##### DATA TO USE

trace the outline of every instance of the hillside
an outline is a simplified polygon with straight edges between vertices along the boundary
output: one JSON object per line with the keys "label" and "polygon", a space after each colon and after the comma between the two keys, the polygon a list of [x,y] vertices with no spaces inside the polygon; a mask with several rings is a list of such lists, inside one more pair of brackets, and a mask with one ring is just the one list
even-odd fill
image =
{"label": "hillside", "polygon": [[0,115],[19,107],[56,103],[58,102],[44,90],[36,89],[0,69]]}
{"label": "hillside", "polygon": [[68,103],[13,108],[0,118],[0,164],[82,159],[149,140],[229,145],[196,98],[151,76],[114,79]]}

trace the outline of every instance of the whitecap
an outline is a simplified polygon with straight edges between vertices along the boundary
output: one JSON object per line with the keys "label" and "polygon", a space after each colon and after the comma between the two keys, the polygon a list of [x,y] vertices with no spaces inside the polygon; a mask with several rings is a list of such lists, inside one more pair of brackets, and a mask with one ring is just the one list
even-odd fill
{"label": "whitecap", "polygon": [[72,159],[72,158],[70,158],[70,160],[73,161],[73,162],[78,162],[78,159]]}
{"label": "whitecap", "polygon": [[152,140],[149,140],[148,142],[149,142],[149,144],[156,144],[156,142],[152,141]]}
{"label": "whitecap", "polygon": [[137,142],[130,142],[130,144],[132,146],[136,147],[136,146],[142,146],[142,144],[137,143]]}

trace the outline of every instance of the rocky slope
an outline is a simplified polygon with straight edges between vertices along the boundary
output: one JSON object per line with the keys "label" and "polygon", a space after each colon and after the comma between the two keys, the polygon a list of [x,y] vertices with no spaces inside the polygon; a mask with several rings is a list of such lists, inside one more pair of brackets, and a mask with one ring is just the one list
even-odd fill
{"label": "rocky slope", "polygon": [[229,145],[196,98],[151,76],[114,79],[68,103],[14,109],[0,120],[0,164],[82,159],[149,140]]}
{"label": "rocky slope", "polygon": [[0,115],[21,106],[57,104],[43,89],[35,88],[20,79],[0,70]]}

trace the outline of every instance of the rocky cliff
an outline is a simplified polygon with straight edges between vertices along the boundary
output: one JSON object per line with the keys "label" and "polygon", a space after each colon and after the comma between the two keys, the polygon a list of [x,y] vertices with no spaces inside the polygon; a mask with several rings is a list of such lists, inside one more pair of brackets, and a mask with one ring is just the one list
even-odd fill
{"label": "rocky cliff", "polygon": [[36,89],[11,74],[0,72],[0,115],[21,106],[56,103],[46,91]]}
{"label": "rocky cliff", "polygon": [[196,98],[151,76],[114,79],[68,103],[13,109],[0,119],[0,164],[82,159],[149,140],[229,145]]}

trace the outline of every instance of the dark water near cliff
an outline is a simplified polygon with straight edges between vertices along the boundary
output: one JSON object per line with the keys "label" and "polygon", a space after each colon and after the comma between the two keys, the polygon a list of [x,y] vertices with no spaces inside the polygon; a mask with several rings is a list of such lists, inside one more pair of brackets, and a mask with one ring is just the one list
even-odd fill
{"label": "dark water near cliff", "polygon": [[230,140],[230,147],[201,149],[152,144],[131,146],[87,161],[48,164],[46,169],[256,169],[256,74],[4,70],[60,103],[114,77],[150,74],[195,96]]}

##########

WHAT IS REQUIRED>
Present the entries above as a Markdown table with the columns Row and Line, numbering each line and skipping blank ones.

ANSWER TO THE TASK>
| Row | Line |
|---|---|
| 1 | trace the outline of every instance of the hillside |
| 2 | an outline is a simplified polygon with straight edges between vertices along the boundary |
| 3 | output: one JSON object per line with the keys "label" and "polygon", a space after each colon and after the comma between the two keys, the polygon a list of [x,y] vertices with no spaces inside the polygon; a mask with several rings is a list of such lists, inside one more pair of brackets, and a mask with one ring is just the one list |
| 4 | even-odd fill |
| 5 | image = |
| 6 | {"label": "hillside", "polygon": [[0,115],[19,107],[56,103],[58,102],[44,90],[36,89],[0,69]]} |
| 7 | {"label": "hillside", "polygon": [[68,103],[13,108],[0,118],[0,164],[82,159],[149,140],[229,145],[196,98],[151,76],[114,79]]} |
| 8 | trace the outline of every instance of the whitecap |
| 9 | an outline is a simplified polygon with straight edges between vertices along the boundary |
| 10 | output: one JSON object per line with the keys "label" and "polygon", a space after each colon and after the comma between the two keys, the polygon a list of [x,y] vertices with no spaces inside the polygon; a mask with several rings is a list of such lists, inside one more pair of brackets, and a mask with one ring is just the one list |
| 11 | even-odd fill |
| 12 | {"label": "whitecap", "polygon": [[72,159],[72,158],[70,158],[70,160],[73,161],[73,162],[78,162],[78,159]]} |
| 13 | {"label": "whitecap", "polygon": [[152,140],[149,140],[148,142],[149,142],[149,144],[156,144],[156,142],[152,141]]} |
| 14 | {"label": "whitecap", "polygon": [[137,142],[130,142],[130,144],[132,146],[136,147],[136,146],[142,146],[142,144],[137,143]]} |
| 15 | trace the outline of every instance of the rocky slope |
| 16 | an outline is a simplified polygon with straight edges between vertices along the boundary |
| 17 | output: one JSON object per line with the keys "label" and "polygon", a space after each colon and after the comma between the two keys, the polygon a list of [x,y] vertices with no spaces inside the polygon; a mask with several rings is a list of such lists, inside one more pair of brackets, and a mask with one ring is just the one list |
| 18 | even-odd fill |
| 19 | {"label": "rocky slope", "polygon": [[229,145],[196,98],[151,76],[114,79],[68,103],[14,109],[0,120],[0,164],[82,159],[149,140]]} |
| 20 | {"label": "rocky slope", "polygon": [[0,115],[21,106],[57,104],[43,89],[35,88],[20,79],[0,70]]} |
| 21 | trace the outline of every instance of the rocky cliff |
| 22 | an outline is a simplified polygon with straight edges between vertices along the boundary |
| 23 | output: one JSON object per line with the keys "label" and "polygon", a space after each colon and after the comma between the two keys, the polygon a list of [x,y] vertices with no spaces inside the polygon; a mask with several rings is a list of such lists, inside one more pair of brackets, and a mask with one ring is just the one list |
| 24 | even-odd fill |
| 25 | {"label": "rocky cliff", "polygon": [[36,89],[11,74],[0,72],[0,115],[21,106],[56,103],[46,91]]} |
| 26 | {"label": "rocky cliff", "polygon": [[196,98],[151,76],[114,79],[68,103],[13,109],[0,119],[0,164],[82,159],[149,140],[229,145]]} |
| 27 | trace the outline of every instance of the dark water near cliff |
| 28 | an outline is a simplified polygon with straight edges between vertices along the boundary |
| 29 | output: one JSON object per line with the keys "label" and "polygon", a space after each colon and after the comma between the two keys, the polygon a list of [x,y] vertices with no spaces inside the polygon; a mask with several rings is a list of such lists, inside one more pair of brackets, and a mask with one ring is just the one list |
| 30 | even-odd fill |
| 31 | {"label": "dark water near cliff", "polygon": [[230,140],[230,147],[201,149],[152,144],[131,146],[87,161],[48,164],[46,169],[256,169],[256,74],[4,70],[60,103],[114,77],[150,74],[195,96]]} |